■ Текст для чтения ■
◇ ◇ ◇ ◇ ◇
Парадоксальное утверждение: не была ли проблема движения философской проблемой по меньшей мере со времен Аристотеля? Разве огромные тома De Motu295не заполняют философские библиотеки? Декарт вполне понимал спорный характер своего утверждения. Кроме того, говорит Декарт, он вовсе не имеет в виду движение, о котором говорят философы. Речь идет о чем-то совершенно ином.
Философы также предполагают множество движений, которые, по их мнению, могут происходить без перемены места. <…> Я же из всех этих движений знаю только одно, понять которое значительно легче, чем линии геометров. Это движение совершается таким образом, что тела переходят из одного места в другое, последовательно занимая все пространство, находящееся между этими местами296.
◇ ◇ ◇ ◇ ◇
■ Входные строки ■

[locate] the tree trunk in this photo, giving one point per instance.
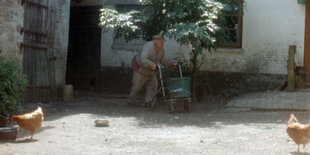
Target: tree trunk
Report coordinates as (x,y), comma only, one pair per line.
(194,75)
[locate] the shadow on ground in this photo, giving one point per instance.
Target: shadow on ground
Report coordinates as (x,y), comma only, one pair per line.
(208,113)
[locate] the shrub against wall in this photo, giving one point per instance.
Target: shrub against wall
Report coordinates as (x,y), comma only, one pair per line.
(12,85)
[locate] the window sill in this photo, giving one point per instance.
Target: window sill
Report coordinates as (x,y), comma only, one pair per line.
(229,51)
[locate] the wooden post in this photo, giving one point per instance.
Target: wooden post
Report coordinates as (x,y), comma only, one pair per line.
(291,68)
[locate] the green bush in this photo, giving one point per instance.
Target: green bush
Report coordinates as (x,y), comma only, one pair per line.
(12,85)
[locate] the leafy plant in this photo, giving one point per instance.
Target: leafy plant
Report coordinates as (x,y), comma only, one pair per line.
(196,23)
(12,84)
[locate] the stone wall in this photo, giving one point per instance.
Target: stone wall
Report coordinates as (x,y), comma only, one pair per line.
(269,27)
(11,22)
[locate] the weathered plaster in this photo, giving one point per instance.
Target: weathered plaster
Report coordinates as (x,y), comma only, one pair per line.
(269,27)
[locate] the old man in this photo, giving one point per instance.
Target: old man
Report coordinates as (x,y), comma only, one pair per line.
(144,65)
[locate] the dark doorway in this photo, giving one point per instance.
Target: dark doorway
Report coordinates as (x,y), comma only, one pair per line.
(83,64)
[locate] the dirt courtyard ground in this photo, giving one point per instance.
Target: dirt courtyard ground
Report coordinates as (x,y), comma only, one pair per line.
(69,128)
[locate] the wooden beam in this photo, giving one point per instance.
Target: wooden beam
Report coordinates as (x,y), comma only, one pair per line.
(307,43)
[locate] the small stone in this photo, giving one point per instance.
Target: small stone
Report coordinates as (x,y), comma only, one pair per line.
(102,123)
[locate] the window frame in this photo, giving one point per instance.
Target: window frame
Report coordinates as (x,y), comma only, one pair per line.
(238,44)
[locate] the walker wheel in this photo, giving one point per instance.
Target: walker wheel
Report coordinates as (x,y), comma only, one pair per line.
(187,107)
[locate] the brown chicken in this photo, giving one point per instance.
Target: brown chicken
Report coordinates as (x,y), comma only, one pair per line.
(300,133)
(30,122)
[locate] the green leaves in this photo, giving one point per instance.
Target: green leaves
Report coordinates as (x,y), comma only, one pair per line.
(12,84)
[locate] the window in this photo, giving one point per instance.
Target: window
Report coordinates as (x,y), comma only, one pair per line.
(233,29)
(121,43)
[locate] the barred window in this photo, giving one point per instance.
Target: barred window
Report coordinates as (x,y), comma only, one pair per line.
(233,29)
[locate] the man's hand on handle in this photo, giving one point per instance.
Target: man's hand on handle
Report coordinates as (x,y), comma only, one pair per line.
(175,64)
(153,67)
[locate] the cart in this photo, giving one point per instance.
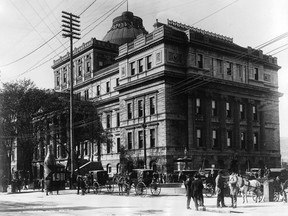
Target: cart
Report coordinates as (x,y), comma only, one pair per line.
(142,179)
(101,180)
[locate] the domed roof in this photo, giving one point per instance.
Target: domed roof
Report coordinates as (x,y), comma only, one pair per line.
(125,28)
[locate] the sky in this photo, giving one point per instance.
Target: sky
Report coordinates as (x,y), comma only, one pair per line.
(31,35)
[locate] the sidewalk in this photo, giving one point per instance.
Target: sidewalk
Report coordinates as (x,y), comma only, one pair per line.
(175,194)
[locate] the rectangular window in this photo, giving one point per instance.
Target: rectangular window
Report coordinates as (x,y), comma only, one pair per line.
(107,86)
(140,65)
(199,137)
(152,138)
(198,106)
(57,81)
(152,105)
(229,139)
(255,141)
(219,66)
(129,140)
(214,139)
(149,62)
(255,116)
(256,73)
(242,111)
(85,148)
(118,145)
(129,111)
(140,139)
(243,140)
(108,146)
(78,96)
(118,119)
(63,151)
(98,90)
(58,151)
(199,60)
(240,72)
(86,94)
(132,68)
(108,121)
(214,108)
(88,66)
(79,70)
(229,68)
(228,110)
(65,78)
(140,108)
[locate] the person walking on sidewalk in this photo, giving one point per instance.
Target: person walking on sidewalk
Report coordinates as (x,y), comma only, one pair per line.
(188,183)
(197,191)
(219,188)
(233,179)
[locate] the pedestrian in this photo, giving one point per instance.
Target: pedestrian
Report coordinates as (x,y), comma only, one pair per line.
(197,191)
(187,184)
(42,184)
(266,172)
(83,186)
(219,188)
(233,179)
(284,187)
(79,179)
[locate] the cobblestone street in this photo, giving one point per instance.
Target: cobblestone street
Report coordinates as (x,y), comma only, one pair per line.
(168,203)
◇ ◇ ◇ ◇ ◇
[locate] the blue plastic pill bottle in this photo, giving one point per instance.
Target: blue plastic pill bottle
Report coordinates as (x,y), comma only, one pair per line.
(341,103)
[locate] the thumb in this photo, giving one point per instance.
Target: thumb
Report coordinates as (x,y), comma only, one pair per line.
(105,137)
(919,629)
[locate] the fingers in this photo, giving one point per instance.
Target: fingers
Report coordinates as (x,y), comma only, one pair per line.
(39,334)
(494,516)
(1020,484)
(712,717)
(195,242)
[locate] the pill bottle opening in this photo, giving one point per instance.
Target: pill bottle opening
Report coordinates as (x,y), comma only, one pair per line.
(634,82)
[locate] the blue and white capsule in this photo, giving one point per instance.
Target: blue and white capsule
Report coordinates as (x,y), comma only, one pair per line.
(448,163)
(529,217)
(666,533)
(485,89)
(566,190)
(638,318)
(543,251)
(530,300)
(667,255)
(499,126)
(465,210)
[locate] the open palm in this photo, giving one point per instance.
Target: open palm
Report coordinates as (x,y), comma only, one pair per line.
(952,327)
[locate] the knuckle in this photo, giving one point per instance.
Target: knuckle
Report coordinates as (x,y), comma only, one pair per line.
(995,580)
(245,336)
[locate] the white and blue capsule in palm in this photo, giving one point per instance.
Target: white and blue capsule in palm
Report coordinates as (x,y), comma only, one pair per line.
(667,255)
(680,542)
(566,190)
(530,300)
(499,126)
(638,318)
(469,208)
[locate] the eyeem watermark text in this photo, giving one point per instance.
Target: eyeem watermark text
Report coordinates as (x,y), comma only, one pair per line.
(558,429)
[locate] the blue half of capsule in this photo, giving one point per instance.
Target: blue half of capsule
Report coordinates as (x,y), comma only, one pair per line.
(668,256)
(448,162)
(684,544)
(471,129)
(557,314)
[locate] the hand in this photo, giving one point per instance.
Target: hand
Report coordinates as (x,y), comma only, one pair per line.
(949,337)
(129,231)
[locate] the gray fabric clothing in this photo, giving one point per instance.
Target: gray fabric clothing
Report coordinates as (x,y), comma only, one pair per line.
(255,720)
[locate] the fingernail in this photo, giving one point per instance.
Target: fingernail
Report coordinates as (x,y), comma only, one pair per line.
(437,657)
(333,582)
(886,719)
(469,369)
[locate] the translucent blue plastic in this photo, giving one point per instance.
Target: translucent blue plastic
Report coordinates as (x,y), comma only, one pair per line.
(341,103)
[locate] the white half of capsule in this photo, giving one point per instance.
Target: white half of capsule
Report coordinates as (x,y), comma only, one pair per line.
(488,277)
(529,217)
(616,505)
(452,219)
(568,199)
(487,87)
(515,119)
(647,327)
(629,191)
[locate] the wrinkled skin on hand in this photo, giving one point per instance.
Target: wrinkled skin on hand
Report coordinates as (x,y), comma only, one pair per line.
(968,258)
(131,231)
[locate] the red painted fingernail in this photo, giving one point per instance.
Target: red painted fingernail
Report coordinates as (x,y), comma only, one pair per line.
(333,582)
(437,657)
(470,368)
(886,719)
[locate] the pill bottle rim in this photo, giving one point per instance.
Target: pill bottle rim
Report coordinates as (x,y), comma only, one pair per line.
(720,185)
◇ ◇ ◇ ◇ ◇
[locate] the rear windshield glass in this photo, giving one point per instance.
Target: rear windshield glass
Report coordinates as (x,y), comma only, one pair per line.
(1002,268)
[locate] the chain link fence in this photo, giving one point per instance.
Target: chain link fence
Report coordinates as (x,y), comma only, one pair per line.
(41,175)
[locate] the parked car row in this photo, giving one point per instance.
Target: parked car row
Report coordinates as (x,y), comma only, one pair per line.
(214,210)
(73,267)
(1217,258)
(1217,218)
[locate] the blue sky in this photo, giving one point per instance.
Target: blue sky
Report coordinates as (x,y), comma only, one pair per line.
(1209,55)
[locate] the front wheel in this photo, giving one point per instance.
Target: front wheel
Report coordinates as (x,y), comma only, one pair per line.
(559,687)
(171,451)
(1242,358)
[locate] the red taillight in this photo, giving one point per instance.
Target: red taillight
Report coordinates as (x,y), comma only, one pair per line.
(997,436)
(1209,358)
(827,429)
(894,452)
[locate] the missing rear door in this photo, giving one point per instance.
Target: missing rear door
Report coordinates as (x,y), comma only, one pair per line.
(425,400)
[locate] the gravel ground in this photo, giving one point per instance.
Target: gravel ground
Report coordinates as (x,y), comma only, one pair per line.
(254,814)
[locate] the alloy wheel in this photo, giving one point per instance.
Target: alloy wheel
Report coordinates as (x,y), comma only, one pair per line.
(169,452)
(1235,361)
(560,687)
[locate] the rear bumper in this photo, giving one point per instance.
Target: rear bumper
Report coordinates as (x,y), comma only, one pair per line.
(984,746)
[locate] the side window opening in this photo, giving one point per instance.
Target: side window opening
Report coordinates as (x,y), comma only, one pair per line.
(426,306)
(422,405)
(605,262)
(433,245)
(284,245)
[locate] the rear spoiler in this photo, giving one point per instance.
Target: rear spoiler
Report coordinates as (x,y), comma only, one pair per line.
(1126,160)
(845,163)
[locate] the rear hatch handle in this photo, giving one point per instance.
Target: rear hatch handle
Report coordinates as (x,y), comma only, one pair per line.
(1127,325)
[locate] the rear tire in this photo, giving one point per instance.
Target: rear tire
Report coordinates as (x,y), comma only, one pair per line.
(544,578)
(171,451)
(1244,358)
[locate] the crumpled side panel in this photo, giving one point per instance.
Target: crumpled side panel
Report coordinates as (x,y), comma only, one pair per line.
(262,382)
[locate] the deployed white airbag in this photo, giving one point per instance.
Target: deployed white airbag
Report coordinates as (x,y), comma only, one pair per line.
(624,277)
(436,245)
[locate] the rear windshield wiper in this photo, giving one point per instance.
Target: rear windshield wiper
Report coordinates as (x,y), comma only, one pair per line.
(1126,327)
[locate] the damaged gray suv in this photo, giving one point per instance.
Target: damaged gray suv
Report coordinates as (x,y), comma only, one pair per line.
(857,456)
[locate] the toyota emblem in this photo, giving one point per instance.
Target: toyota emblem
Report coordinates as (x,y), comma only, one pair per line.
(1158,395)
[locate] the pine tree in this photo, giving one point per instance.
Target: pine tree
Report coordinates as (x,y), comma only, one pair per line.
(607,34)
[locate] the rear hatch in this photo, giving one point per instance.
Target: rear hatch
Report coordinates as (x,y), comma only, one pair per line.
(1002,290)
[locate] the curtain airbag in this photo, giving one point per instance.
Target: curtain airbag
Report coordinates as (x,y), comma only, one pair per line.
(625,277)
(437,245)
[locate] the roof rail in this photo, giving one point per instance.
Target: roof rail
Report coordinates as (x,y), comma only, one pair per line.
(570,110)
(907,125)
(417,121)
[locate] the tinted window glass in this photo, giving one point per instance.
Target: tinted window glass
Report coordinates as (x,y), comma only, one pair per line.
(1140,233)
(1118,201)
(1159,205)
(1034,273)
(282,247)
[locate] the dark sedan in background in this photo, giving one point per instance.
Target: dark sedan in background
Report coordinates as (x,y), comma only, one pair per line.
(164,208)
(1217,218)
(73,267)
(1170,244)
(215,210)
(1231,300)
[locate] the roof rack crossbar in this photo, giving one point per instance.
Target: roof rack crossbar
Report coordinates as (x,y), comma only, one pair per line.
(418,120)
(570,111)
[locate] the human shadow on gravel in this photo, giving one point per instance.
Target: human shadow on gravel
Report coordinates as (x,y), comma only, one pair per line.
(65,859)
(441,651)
◇ ◇ ◇ ◇ ◇
■ Цель задания A ■
Определите, в скольких строках встречается слово «pedestrian», учитывая регистр. В ответе укажите только число.
■ Цель задания B ■
Напишите продолжение фрагмента о понимании движения у Декарта, начиная сразу после его последнего предложения.

■ Письменный ответ A ■
2

■ Письменный ответ B ■
Философы провинились еще в одном проступке. Так,
cамому незначительному из этих движений они приписывают бытие более прочное и более истинное, чем покой, который, по их мнению, есть только отрицание бытия. Я же признаю, что покой есть также качество, которое должно приписать материи в то время, когда она остается в одном месте, подобно тому как движение есть одно из качеств, которые приписываются ей, когда она меняет место297.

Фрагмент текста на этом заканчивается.